- [SEITENAUSZUG]:
○ ○ ○
Israelische Siedlungen und das Völkerrecht

Israelische Siedlungen und das Völkerrecht


Informationsbüro des Außenministeriums des Staates Israel Jerusalem. Papier zur Rechtsposition, Mai 2001 (überarbeitet: 30. November 2015)

Israelische Siedlungen und das Völkerrecht

Versuche jüdische Siedlungen auf Gebiet der Westbank (dem antiken Judäa und Samaria) als ihrer Natur nach illegale „Kolonisierung“ darzustellen ignoriert die Komplexität des Themas, die Geschichte des Landes und die einzigartigen Umstände dieses Falles.

 

Der historische Kontext

 

Jüdische Siedlungen in Gebieten der Westbank und des Gazastreifens gab es seit undenkbaren Zeiten und wurde vom Völkerbund im Mandat für Palästina ausdrücklich als legal anerkannt. Dieses Mandat sorgte für die Errichtung einer jüdischen Heimstatt im antiken Heimatland des jüdischen Volkes. Artikel 6 des Mandats sagt ausdrücklich: „Die Verwaltung Palästinas soll – wobei sicher gestellt werden soll, dass die Rechte und Position anderer Teile der Bevölkerung nicht beeinträchtigt wird – die jüdische Immigration unter passenden Bedingungen fördern und in Kooperation mit der Jewish Agency, auf die in Artikel 4 verwiesen ist, die dichte Besiedlung des Landes durch Juden ermutigen soll. Das soll auch staatliches Land beinhalten, das nicht in öffentlichem Gebrauch ist.“

 

Einige jüdische Siedlungen, wie z.B. Hebron, gab es durch die Jahrhunderte der Ottomanischen Herrschaft, während Siedlungen wie Neve Ya’acov, nördlich von Jerusalem, der Gush Etzion-Block in Judäa und Samaria, die Gemeinden nördlich des Toten Meeres und Kfar Darom im Gazastreifen unter britischer Mandatsverwaltung vor der Gründung des jüdischen Staates errichtet wurden. Um sicher zu gehen sind viele israelische Siedlungen an Orten errichtet worden, die für jüdische Gemeinschaften früherer Generationen Heimat waren. Das war ein Ausdruck der tiefen historischen und religiösen Verbindungen des jüdischen Volkes mit dem Land.
○ ○ ○
- [AUFGABE]: Welche Siedlung im Gazastreifen wurde laut dem Seitenauszug über israelische Siedlungen und das Völkerrecht unter britischer Mandatsverwaltung errichtet?

- [Einträge aus einer Sammlung]:
○ ○ ○
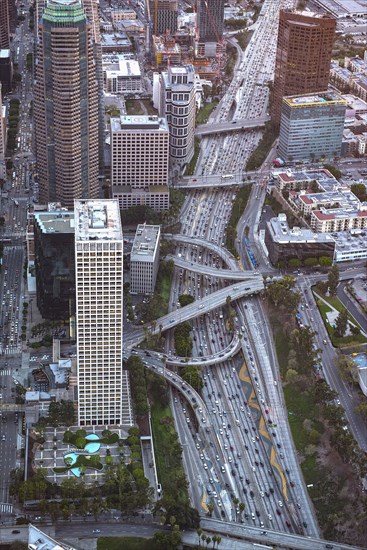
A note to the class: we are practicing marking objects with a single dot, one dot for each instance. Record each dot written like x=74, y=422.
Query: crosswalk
x=6, y=508
x=10, y=351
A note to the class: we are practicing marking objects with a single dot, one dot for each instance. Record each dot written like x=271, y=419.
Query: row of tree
x=183, y=340
x=138, y=385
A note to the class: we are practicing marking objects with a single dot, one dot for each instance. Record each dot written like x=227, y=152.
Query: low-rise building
x=120, y=14
x=284, y=243
x=144, y=259
x=115, y=42
x=121, y=74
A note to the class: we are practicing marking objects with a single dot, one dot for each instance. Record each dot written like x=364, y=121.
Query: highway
x=233, y=126
x=213, y=272
x=212, y=245
x=14, y=209
x=245, y=459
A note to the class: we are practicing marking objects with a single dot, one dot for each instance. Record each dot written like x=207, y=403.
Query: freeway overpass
x=272, y=539
x=213, y=271
x=233, y=126
x=212, y=301
x=223, y=253
x=199, y=307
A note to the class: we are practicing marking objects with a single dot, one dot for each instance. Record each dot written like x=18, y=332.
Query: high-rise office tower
x=4, y=24
x=99, y=312
x=210, y=21
x=66, y=104
x=163, y=15
x=303, y=55
x=177, y=105
x=2, y=137
x=145, y=182
x=312, y=126
x=54, y=263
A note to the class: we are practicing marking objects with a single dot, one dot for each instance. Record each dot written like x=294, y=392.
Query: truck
x=278, y=162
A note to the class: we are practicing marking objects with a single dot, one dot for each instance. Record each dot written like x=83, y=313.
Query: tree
x=362, y=409
x=186, y=299
x=294, y=262
x=325, y=261
x=347, y=368
x=333, y=171
x=311, y=262
x=341, y=324
x=359, y=190
x=333, y=279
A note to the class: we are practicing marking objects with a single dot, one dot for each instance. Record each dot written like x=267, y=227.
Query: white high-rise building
x=177, y=104
x=144, y=259
x=140, y=161
x=102, y=384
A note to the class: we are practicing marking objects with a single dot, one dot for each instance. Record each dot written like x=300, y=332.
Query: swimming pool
x=92, y=447
x=361, y=360
x=89, y=448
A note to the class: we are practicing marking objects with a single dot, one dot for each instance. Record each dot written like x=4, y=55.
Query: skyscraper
x=102, y=385
x=66, y=104
x=164, y=15
x=210, y=21
x=177, y=105
x=303, y=55
x=4, y=24
x=54, y=263
x=144, y=182
x=312, y=126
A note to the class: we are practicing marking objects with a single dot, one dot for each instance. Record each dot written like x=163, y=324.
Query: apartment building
x=102, y=385
x=66, y=104
x=140, y=161
x=144, y=259
x=304, y=47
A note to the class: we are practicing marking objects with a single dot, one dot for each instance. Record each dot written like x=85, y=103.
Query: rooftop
x=281, y=232
x=121, y=65
x=145, y=242
x=97, y=220
x=138, y=122
x=321, y=98
x=341, y=8
x=55, y=222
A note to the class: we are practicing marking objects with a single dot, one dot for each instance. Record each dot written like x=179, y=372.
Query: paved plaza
x=51, y=453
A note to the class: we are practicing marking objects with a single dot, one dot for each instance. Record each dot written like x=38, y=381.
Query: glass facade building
x=55, y=264
x=66, y=104
x=311, y=126
x=303, y=56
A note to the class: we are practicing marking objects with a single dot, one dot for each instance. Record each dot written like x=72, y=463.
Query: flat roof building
x=210, y=23
x=55, y=264
x=145, y=181
x=304, y=47
x=102, y=384
x=284, y=243
x=177, y=105
x=163, y=14
x=66, y=104
x=312, y=126
x=121, y=74
x=144, y=259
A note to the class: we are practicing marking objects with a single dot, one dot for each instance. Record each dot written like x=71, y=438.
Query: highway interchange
x=236, y=442
x=18, y=193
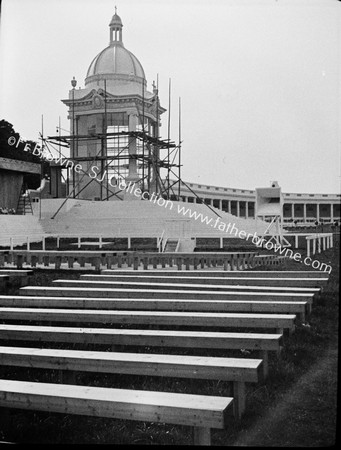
○ ○ ○
- [ANTWORT]: Kfar Darom.